◆ TASK
Every line below that has the string "garage" adds one to the count. Give that count by itself.

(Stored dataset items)
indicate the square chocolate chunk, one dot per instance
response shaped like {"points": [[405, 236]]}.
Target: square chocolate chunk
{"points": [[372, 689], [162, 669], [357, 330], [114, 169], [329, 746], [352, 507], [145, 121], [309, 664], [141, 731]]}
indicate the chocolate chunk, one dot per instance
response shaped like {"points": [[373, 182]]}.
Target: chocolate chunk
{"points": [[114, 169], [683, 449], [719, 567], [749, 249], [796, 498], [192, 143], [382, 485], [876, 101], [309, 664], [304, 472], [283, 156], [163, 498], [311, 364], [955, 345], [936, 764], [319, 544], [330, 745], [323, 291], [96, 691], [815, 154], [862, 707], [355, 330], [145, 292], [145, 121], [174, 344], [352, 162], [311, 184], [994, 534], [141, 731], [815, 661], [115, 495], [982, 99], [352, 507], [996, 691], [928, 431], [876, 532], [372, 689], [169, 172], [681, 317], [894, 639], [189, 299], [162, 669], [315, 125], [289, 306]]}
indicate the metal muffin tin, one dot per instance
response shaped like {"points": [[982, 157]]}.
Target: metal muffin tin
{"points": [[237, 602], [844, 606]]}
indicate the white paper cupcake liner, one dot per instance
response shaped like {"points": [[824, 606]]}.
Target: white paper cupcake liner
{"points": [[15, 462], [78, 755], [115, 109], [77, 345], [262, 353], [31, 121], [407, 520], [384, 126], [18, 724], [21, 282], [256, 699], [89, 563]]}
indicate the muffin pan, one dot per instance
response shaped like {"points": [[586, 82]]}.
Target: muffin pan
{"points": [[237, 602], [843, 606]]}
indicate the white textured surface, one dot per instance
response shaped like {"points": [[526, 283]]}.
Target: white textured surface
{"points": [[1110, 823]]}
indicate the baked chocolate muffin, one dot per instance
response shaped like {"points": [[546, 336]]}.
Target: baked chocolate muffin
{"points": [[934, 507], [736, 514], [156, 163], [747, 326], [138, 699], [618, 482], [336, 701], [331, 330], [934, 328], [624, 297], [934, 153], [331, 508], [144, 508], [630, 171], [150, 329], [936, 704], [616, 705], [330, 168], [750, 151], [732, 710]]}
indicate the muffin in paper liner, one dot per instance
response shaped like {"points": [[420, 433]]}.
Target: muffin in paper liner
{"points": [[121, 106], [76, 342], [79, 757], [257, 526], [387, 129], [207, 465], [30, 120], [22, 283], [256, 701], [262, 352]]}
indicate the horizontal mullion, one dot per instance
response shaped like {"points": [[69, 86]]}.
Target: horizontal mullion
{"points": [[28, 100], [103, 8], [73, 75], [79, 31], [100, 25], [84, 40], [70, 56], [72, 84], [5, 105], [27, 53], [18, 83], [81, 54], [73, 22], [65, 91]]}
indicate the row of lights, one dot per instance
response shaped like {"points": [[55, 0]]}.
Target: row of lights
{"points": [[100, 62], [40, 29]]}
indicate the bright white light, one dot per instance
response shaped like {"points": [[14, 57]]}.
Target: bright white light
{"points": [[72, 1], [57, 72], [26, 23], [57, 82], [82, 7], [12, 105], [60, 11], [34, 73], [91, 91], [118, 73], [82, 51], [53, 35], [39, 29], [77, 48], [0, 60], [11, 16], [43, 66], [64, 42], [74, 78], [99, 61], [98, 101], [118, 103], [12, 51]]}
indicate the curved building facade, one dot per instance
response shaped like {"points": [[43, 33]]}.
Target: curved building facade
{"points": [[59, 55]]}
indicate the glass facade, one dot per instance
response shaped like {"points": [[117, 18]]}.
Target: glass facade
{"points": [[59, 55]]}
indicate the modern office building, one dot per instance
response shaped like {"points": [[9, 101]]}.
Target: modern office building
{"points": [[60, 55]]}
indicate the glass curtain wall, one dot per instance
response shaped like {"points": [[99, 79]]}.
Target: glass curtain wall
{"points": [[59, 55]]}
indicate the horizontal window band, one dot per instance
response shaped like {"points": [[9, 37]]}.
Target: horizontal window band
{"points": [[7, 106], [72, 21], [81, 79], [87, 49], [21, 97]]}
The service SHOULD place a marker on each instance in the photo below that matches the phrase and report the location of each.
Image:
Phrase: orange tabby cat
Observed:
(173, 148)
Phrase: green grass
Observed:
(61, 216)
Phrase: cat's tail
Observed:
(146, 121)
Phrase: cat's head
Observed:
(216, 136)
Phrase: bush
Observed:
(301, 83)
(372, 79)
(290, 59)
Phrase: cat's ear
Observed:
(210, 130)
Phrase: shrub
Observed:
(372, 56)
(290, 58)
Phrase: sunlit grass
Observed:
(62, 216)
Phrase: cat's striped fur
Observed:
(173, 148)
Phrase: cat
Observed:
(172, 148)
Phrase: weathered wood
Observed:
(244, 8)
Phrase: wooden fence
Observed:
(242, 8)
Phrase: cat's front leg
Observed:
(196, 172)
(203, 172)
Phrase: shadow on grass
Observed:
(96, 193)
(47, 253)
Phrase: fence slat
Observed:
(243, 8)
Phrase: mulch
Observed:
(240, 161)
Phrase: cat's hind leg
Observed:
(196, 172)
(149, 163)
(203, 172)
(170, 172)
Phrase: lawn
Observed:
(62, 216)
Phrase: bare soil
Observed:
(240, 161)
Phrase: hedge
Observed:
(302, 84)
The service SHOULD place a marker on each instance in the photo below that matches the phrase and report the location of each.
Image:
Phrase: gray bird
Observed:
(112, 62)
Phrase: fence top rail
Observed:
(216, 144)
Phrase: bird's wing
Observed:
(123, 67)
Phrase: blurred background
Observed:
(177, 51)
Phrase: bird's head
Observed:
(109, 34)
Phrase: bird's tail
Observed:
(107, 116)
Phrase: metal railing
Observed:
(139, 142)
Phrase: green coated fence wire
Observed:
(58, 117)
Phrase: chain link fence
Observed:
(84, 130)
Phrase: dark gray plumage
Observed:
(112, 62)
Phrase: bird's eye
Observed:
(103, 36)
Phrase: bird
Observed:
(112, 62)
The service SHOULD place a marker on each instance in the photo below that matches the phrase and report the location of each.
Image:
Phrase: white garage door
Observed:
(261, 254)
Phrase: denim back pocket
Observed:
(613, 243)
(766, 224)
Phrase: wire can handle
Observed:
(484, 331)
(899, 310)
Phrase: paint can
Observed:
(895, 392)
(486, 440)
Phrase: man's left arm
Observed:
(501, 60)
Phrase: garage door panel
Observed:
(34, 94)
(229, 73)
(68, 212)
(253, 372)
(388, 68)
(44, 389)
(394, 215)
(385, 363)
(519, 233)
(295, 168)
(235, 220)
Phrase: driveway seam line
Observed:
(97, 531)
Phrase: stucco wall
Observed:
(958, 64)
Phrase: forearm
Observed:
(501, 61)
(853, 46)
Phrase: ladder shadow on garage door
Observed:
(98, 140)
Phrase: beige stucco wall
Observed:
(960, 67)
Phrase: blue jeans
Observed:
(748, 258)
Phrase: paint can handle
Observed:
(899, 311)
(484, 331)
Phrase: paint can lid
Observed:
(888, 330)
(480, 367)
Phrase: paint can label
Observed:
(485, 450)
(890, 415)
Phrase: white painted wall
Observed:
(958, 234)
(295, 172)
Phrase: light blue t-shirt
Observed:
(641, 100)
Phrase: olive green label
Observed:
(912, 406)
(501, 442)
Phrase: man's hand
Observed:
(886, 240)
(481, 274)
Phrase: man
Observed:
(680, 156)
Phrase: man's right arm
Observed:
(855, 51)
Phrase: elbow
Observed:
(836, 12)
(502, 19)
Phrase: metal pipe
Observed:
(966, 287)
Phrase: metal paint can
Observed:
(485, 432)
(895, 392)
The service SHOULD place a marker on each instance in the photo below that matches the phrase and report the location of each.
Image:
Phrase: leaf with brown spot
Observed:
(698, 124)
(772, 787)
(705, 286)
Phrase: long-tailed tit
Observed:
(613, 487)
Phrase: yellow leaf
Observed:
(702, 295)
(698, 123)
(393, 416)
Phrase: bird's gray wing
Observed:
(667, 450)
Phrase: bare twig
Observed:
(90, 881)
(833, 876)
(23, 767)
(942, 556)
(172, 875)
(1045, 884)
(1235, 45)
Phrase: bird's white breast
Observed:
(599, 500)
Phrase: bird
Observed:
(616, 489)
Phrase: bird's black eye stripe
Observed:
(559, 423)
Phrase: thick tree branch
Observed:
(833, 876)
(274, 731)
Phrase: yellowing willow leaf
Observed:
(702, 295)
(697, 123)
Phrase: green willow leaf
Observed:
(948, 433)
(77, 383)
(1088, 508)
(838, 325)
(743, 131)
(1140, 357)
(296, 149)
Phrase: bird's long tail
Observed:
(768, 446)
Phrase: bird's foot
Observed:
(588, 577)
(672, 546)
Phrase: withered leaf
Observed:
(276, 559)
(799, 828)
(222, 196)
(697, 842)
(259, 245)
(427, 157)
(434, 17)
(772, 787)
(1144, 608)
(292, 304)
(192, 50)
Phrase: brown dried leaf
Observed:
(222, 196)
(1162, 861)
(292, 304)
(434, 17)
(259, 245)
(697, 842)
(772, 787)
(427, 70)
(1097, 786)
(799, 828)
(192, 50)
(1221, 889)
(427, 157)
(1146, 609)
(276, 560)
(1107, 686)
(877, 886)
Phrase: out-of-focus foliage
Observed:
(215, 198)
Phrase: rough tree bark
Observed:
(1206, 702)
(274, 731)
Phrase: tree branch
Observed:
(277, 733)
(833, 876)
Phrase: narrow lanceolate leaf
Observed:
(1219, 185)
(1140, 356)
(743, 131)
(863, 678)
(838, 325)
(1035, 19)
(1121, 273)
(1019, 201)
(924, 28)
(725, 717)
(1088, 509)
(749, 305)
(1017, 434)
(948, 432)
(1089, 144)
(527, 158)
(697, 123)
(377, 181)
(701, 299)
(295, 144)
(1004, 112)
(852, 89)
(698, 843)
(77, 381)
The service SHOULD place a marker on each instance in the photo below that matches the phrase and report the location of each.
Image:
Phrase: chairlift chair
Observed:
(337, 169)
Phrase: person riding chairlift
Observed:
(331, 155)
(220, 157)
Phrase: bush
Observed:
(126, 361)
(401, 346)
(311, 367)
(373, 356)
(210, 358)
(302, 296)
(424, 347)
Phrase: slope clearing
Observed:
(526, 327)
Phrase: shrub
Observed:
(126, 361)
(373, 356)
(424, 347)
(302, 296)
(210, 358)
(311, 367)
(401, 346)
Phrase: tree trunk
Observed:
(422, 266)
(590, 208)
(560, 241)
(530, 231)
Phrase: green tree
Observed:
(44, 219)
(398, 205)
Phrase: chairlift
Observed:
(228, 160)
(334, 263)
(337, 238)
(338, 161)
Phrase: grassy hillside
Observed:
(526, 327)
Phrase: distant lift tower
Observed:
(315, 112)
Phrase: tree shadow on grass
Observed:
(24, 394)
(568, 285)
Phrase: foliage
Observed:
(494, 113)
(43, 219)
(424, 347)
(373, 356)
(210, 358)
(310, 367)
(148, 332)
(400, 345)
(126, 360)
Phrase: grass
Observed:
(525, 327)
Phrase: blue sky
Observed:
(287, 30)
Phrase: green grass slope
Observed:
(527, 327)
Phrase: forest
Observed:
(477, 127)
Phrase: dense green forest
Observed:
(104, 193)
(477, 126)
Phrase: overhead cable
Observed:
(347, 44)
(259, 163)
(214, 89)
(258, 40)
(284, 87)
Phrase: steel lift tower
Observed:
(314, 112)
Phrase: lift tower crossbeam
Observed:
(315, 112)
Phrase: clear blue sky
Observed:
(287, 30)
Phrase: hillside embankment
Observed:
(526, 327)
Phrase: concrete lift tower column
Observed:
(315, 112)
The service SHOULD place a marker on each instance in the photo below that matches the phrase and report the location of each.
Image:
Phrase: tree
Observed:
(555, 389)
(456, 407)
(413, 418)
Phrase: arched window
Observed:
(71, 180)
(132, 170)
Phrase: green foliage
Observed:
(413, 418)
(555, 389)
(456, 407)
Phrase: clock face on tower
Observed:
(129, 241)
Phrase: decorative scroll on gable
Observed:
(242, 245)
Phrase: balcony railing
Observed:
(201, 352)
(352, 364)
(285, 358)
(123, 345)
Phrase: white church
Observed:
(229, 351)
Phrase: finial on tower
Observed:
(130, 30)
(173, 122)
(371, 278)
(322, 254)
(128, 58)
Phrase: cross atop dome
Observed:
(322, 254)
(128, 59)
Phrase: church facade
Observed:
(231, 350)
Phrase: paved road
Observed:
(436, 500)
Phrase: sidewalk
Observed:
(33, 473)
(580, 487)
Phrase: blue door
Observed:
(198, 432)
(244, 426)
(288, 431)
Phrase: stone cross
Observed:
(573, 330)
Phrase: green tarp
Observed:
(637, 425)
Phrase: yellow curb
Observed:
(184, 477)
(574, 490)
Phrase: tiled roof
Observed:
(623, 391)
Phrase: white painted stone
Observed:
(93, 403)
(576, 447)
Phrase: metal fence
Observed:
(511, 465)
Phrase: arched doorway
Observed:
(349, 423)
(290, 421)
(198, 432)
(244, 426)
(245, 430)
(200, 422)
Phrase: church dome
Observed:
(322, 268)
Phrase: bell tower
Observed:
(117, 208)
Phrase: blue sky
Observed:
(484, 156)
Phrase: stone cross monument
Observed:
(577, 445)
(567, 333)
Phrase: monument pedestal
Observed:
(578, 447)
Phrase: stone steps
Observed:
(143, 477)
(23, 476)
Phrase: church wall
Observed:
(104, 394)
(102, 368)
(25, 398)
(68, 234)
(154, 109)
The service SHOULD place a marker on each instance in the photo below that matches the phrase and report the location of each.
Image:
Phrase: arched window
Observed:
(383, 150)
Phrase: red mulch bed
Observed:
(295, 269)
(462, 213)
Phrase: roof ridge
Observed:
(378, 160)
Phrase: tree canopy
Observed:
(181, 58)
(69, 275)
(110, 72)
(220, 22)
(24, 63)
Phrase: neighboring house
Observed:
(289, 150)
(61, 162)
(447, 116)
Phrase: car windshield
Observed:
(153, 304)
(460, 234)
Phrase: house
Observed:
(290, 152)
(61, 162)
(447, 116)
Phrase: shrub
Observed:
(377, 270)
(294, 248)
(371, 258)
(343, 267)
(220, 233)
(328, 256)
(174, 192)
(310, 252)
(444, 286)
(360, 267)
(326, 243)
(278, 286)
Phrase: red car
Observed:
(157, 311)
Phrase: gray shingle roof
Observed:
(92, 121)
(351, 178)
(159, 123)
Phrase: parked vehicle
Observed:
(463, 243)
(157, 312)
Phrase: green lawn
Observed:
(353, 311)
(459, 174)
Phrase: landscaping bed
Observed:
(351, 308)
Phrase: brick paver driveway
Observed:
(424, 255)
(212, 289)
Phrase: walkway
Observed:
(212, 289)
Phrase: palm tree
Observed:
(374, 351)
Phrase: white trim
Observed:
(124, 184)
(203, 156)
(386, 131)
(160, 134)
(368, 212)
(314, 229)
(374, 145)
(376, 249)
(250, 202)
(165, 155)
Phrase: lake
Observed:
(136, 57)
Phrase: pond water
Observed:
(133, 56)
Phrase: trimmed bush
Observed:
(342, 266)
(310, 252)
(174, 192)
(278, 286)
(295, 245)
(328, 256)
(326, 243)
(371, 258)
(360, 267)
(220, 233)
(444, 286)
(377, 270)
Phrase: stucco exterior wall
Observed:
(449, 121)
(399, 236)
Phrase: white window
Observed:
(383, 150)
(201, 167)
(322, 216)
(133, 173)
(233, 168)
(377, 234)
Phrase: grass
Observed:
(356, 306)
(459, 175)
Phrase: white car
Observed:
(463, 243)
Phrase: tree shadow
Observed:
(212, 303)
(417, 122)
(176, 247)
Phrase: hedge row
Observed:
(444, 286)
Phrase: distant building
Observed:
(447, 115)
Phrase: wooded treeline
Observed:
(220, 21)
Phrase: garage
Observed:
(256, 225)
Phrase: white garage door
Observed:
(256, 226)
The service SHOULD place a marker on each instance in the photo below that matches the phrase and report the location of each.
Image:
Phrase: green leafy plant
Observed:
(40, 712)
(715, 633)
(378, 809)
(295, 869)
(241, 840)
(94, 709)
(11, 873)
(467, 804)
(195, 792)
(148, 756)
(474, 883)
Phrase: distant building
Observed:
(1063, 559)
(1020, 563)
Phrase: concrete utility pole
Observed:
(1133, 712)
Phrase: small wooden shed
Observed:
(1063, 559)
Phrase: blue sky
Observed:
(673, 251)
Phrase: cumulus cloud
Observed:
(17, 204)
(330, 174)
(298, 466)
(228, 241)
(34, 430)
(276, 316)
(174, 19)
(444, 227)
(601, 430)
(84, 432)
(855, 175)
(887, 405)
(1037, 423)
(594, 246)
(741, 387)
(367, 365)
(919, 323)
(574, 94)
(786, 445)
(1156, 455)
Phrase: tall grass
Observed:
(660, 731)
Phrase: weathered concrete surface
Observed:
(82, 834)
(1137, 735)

◆ WORKED SOLUTION
5